Exercise brief: How do the lines below between the ones holding "Target: road marking" and "Where can the yellow hose", inclusive, read? Give them again exactly, with no other lines.

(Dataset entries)

***

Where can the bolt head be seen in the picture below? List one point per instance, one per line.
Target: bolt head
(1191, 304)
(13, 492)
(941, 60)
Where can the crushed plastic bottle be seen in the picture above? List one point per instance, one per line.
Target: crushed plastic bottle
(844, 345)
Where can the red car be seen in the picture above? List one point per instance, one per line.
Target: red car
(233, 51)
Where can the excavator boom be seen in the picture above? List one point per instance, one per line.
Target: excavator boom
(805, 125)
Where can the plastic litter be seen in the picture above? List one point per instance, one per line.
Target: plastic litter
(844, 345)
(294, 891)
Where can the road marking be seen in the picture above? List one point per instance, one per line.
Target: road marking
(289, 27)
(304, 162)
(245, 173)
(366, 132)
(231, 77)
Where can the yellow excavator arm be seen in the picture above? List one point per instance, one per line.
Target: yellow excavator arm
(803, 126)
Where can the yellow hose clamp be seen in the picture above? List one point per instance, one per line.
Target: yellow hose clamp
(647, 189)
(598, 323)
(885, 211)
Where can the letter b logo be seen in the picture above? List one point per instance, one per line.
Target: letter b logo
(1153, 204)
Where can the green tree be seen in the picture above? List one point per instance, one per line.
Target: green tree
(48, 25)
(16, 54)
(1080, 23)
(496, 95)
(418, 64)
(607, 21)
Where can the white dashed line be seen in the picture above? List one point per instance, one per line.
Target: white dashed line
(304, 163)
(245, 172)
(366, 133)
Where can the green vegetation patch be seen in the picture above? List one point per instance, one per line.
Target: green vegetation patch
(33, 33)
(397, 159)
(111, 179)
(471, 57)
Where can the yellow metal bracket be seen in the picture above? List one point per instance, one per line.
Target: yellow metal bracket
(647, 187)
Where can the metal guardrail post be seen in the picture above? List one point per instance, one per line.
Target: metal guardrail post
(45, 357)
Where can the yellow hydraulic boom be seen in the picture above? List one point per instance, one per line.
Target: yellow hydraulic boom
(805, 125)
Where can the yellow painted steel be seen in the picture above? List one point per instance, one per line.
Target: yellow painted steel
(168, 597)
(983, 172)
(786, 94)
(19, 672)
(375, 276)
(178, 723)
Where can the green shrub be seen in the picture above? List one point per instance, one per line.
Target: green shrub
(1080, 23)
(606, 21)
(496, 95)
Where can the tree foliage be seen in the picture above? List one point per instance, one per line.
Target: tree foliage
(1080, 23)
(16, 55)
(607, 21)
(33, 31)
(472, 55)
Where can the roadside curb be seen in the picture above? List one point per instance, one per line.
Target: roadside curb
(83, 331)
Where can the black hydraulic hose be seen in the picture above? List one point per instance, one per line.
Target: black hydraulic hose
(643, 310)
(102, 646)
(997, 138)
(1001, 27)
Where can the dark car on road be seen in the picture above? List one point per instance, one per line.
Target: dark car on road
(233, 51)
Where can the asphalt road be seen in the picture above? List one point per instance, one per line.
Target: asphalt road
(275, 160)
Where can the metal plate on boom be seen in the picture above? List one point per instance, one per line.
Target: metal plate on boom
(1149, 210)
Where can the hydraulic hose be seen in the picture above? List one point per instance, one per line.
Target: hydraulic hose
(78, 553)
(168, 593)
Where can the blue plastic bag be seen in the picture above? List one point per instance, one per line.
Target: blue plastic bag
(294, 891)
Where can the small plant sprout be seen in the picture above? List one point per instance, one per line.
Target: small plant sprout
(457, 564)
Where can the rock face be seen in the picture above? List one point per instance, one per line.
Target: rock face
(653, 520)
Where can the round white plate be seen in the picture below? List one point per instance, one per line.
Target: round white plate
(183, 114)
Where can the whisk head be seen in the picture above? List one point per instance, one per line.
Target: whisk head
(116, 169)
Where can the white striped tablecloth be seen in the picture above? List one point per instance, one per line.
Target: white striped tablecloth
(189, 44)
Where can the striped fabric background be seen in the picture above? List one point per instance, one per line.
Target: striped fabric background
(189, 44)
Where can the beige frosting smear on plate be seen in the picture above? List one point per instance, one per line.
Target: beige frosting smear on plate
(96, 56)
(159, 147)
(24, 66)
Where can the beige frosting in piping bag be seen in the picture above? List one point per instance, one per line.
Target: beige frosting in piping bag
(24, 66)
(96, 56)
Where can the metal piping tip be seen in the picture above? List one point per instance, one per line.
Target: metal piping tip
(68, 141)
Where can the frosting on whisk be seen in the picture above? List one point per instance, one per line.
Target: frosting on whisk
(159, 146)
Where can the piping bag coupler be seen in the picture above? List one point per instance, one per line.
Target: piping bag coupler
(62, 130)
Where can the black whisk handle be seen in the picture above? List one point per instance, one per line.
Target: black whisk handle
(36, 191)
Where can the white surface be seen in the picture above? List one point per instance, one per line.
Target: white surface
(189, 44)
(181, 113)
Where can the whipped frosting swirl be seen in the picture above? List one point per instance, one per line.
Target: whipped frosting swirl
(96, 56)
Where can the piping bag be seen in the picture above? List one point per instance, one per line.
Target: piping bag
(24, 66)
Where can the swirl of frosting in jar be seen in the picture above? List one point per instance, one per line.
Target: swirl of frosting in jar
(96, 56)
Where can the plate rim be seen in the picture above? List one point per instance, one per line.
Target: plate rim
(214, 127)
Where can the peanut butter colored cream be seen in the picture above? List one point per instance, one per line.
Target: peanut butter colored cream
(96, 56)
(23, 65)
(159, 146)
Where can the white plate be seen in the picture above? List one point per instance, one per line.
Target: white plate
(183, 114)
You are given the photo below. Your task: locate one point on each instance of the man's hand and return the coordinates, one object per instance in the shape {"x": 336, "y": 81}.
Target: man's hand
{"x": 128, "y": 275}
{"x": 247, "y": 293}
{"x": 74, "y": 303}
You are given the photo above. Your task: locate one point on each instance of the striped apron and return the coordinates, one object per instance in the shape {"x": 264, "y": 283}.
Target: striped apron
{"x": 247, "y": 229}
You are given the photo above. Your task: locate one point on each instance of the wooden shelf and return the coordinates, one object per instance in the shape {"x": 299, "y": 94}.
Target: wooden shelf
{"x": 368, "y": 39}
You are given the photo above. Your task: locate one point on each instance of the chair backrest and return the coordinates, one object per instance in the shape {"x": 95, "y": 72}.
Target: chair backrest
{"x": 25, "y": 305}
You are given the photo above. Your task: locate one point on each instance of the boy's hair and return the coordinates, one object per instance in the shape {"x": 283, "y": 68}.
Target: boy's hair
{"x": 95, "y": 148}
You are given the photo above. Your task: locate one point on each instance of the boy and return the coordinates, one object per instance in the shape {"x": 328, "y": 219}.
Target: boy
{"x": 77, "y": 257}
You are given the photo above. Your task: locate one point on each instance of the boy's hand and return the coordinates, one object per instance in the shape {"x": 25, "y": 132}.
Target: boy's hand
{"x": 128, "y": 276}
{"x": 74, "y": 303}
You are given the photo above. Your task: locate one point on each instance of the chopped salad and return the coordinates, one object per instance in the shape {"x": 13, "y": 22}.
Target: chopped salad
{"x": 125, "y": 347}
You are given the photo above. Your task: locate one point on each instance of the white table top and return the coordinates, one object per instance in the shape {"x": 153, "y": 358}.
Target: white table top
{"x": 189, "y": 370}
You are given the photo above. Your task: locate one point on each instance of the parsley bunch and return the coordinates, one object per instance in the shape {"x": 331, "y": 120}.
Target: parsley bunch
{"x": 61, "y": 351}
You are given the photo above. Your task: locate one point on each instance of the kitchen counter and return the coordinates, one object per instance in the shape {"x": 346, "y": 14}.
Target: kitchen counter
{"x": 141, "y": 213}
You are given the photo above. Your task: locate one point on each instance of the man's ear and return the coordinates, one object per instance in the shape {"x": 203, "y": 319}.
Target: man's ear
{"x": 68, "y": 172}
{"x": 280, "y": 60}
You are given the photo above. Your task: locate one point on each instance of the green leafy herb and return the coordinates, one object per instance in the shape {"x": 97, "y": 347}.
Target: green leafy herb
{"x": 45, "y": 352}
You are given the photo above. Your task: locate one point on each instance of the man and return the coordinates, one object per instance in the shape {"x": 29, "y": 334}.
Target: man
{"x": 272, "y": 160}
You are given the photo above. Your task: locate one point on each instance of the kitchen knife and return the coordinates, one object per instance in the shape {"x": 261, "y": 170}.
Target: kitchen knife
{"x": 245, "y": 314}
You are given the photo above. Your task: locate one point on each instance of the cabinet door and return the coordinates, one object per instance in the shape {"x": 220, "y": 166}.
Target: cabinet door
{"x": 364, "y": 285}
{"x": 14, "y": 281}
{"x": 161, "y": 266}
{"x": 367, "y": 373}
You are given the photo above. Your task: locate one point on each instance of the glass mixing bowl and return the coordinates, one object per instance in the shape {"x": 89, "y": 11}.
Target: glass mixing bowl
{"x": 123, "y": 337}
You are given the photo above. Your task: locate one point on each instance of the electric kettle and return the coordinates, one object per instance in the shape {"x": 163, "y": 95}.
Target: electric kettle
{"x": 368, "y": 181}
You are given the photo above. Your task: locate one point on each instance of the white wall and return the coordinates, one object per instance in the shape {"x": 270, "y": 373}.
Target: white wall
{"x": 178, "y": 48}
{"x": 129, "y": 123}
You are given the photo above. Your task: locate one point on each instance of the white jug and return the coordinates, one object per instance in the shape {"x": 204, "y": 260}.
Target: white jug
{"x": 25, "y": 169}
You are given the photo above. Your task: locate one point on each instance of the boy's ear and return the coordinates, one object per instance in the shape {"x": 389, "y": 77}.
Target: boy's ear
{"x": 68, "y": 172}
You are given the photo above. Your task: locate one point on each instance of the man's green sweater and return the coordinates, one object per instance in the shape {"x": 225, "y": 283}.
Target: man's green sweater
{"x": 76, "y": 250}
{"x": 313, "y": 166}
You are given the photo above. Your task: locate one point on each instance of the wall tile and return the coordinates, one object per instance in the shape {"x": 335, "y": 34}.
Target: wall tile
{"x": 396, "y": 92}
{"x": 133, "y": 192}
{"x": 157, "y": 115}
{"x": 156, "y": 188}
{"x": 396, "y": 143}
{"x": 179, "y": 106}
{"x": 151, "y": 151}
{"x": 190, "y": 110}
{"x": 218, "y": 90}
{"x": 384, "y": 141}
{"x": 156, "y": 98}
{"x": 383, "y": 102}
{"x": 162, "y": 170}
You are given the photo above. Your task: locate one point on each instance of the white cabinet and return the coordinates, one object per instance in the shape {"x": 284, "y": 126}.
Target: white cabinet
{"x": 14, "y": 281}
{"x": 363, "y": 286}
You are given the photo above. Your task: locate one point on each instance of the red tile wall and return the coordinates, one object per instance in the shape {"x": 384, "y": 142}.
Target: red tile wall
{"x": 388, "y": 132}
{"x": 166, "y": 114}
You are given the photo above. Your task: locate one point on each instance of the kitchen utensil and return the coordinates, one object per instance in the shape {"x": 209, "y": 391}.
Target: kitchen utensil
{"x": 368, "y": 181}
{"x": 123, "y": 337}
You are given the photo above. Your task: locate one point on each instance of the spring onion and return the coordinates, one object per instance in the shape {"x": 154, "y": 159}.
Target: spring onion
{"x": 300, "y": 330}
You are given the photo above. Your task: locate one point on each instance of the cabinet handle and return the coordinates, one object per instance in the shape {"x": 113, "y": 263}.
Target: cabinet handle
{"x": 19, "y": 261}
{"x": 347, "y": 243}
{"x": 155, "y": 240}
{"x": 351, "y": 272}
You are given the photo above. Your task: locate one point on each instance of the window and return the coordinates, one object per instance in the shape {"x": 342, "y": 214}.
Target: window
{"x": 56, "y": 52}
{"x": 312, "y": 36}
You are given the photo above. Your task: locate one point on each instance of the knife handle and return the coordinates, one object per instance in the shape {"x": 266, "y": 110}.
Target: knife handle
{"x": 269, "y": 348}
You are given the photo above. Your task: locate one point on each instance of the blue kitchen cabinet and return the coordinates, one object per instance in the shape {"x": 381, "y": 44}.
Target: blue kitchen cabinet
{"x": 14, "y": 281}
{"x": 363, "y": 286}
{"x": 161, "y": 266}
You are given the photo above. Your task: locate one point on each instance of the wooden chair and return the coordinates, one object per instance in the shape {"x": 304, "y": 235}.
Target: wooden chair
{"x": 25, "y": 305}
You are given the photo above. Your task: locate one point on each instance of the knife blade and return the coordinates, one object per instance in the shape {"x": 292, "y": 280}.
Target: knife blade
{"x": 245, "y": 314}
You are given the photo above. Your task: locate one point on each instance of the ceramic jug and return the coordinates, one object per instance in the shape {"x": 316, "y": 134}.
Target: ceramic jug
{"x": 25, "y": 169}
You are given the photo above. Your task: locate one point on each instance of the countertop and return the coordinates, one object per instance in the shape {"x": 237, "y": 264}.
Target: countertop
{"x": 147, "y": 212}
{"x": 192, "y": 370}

***

Solution to this problem:
Target: road marking
(289, 27)
(304, 162)
(245, 173)
(366, 132)
(231, 77)
Where can the yellow excavator arm be seen in the picture above? List one point per instance, one per line.
Target: yellow excavator arm
(803, 126)
Where can the yellow hose clamp be seen in the picture above? List one point per instance, one per line.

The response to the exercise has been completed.